Text provided:
------------------------------
U.S. Marines consider all of their brothers and, these days, sisters, elite. But there is an upper crust, Marine Reconnaissance teams, Marine Corps Force Reconnaissance, and members of the Marine Special Operations Command. The U.S Air Force has pararescue jumpers, trained to rescue downed pilots, and its Air Force Combat Controllers, who are inserted behind enemy lines to provide air support coordination. I’ve probably forgotten a dozen other elite units.

But much of the public forgets the U.S. Coast Guard is the fifth armed force of the United States. It isn’t part of the Department of Defense, but rather the Department of Homeland Security and before that the Department of Transportation and before that the Department of the Treasury. With just over 30,000 members, it is far and away the smallest of the U.S. armed forces.

It is truly an armed force in times of war. In World War II, for example, Coast Guard coxswains piloted the landing craft in many a battle in the Pacific and on D-Day in Europe. In Vietnam, Coast Guard Squadron One had 26 Point-class cutters, 82-foot patrol vessels, assigned to interdict the movement of supplies and arms by Viet Cong and North Vietnam junk and trawler operators. Meanwhile, some 8,000 members of the Coast Guard also provided port security, installation and maintenance of aids-to-navigation, manned LORAN stations in both Vietnam and Thailand and, of course, conducted search and rescue missions.

Search and rescue is the Coast Guard mission that is best known to the American public. Every time there is a major hurricane, such as Katrina, what service is the first to respond? President Donald Trump said “there’s no brand that went up more than the Coast Guard” while he was visiting members of U.S. Coast Guard Station Lake Worth Inlet in Florida on Thanksgiving Day 2017 after the service had responded to a rash of hurricanes that fall. “What a job you’ve done.”

And that’s not to mention the job the Coast Guard does on a day-to-day basis, rescuing mariners from the seas (and lakes and rivers as well), sometimes in the most incredible conditions imaginable. The Coast Guard’s official motto is “Semper Paratus,” Always Ready. Its unofficial motto is “You have to go out, you don’t have to come back.”

The Coast Guard also has its elites. Helicopter pilots. Rescue swimmers. Divers. Maritime Safety and Security Teams. And, of course, Surfmen. Indeed, the last may be the most elite Coastguardsmen of all, considering there have been only 534 of them in the Coast Guard’s long and illustrious history.
------------------------------
Tasks to carry out:
1 > In the Coast Guard passage, which department is the Coast Guard currently part of?
2 > Translate this sentence from the Coast Guard passage into Spanish: "Search and rescue is the Coast Guard mission that is best known to the American public."
3 > Return the part of the Coast Guard passage between "And that’s not" and "and illustrious history.", inclusive.

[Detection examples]
------------------------------
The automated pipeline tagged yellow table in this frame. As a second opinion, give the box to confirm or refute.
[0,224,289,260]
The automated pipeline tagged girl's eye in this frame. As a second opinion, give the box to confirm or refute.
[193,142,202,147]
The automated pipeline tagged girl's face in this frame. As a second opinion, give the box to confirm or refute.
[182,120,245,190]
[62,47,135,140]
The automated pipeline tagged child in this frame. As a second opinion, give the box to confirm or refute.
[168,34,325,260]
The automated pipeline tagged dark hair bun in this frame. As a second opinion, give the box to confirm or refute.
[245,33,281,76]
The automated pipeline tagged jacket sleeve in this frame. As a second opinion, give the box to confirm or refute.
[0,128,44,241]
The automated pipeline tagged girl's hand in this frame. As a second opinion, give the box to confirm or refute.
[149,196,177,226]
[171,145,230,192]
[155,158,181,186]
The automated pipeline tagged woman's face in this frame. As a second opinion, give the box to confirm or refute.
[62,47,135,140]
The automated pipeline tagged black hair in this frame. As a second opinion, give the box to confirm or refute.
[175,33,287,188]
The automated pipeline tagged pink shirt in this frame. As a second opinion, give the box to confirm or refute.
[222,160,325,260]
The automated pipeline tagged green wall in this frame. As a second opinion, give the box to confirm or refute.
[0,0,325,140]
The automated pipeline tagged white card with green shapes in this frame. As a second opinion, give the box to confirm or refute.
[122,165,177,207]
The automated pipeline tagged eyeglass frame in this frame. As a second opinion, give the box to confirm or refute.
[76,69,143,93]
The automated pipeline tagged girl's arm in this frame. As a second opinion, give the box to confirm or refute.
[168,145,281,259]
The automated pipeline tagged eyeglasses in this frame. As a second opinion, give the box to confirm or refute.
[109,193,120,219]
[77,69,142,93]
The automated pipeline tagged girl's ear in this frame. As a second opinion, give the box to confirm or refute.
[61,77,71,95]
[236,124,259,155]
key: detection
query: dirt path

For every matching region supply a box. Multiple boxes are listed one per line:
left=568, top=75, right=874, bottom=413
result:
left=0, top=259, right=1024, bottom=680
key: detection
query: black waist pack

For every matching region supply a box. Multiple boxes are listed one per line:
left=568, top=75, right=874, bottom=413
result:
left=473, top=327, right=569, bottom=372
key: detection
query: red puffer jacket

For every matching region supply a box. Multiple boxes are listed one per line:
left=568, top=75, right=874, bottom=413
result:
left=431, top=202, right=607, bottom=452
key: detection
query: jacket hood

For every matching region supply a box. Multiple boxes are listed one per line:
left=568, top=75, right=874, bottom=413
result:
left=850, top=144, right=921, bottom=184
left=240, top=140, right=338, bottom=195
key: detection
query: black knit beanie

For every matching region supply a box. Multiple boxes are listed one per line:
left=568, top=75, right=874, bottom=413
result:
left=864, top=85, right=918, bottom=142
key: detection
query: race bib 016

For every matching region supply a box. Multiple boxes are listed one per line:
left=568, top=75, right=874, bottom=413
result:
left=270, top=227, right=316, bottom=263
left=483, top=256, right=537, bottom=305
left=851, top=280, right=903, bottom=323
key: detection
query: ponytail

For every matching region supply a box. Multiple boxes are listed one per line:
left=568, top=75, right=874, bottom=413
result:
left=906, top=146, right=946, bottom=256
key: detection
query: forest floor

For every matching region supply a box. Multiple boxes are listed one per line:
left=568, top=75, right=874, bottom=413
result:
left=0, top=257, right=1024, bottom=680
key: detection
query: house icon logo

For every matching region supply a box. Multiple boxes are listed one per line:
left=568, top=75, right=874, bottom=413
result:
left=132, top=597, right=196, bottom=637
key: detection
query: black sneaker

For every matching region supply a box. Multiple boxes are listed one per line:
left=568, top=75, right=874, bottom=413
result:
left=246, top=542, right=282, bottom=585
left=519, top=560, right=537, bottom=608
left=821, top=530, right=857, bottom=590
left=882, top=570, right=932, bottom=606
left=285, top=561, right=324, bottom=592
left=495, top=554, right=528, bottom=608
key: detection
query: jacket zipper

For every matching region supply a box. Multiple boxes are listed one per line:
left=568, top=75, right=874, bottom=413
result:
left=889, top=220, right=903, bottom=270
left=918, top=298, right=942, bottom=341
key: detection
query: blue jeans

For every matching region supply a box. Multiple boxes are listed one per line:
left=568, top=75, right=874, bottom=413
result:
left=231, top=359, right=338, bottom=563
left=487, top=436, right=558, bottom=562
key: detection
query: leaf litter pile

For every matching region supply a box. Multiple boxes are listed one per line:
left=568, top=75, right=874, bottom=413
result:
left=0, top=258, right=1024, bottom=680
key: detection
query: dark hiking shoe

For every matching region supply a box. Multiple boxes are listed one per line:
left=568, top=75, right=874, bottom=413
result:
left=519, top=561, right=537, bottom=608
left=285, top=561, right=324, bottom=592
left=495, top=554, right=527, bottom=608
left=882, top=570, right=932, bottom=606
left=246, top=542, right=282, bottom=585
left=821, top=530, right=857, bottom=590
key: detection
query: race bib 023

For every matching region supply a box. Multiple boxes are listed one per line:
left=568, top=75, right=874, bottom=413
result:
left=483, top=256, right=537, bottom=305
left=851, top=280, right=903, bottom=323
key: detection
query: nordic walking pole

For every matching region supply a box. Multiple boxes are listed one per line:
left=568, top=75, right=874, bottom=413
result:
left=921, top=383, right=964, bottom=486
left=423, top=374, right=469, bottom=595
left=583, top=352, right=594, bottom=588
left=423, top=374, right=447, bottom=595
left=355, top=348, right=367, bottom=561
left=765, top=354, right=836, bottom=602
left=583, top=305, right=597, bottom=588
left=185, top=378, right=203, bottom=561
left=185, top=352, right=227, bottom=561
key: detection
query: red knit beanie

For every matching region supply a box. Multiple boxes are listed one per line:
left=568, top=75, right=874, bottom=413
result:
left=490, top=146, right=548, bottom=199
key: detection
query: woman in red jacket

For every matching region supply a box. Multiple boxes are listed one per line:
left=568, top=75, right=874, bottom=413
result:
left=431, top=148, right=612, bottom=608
------------------------------
Answers to the problems:
1 > The Department of Homeland Security.

2 > La búsqueda y el rescate es la misión de la Guardia Costera más conocida por el público estadounidense.

3 >
And that’s not to mention the job the Coast Guard does on a day-to-day basis, rescuing mariners from the seas (and lakes and rivers as well), sometimes in the most incredible conditions imaginable. The Coast Guard’s official motto is “Semper Paratus,” Always Ready. Its unofficial motto is “You have to go out, you don’t have to come back.”

The Coast Guard also has its elites. Helicopter pilots. Rescue swimmers. Divers. Maritime Safety and Security Teams. And, of course, Surfmen. Indeed, the last may be the most elite Coastguardsmen of all, considering there have been only 534 of them in the Coast Guard’s long and illustrious history.